**Dataset extract**
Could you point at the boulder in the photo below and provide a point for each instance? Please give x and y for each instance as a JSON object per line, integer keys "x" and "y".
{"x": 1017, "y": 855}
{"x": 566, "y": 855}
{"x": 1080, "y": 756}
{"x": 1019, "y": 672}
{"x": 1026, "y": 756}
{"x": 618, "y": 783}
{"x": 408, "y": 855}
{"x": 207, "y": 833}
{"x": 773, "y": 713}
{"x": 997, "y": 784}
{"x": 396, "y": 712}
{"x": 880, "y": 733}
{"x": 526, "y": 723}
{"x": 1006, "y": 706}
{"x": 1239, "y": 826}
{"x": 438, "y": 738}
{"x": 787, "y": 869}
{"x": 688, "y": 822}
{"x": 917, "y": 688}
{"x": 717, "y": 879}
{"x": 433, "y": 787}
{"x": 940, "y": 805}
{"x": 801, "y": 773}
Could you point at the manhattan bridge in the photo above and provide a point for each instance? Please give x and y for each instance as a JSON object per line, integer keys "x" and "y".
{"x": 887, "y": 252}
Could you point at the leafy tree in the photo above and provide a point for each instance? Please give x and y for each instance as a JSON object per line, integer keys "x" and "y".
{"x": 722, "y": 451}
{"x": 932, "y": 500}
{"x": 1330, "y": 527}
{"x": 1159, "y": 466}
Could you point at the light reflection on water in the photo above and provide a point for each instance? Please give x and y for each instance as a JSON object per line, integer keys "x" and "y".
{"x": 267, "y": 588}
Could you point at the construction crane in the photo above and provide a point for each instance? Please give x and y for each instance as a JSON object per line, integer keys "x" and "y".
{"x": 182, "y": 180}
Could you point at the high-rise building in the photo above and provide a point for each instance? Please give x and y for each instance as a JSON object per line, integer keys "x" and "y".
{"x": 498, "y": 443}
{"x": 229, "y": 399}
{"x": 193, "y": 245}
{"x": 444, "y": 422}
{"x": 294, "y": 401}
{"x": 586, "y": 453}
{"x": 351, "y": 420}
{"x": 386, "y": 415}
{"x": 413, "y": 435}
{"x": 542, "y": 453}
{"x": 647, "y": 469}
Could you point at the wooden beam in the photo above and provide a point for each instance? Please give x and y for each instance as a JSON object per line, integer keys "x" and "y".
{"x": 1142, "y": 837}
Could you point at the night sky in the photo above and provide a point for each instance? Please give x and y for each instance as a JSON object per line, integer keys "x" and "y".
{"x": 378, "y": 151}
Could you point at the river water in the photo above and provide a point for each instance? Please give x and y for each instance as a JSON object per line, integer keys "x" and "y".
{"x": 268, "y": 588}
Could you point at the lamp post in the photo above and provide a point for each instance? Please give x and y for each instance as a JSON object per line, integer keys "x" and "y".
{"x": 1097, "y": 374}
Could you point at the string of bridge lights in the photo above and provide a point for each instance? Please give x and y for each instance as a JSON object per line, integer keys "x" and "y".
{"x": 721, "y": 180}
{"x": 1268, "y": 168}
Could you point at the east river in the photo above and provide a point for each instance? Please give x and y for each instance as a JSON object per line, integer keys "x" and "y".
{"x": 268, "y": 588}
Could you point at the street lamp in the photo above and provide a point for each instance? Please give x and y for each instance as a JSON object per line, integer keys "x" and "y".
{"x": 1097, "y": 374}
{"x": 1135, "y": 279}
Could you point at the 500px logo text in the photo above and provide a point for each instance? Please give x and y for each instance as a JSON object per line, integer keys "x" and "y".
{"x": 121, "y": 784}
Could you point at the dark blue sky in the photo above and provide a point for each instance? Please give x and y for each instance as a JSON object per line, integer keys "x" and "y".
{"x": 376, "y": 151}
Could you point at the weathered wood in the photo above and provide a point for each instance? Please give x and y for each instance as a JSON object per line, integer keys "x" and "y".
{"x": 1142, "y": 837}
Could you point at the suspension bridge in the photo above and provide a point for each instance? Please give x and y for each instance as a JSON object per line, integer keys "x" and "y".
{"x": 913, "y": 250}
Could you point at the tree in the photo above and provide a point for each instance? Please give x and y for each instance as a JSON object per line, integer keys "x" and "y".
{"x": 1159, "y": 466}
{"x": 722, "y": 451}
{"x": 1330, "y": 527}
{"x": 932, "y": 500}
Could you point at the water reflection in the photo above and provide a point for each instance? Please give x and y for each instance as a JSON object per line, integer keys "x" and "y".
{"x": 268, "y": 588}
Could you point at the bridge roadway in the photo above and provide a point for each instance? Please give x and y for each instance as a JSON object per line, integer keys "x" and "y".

**Stated task**
Repeat every line from the line with "Could you point at the water" through the end of the items, requests included, scaling each coordinate in the answers by 1.65. Round the results to whole numbers, with halves rounded up.

**Complete output**
Could you point at the water reflection in the photo above and provide a point for each instance? Please give x and y for each instance as a JSON object per line, integer keys "x" and "y".
{"x": 442, "y": 970}
Could you point at the bridge roadway in the photo above and provide a point for each instance? Please give x and y for each instance as a JSON object per line, integer keys "x" and "y".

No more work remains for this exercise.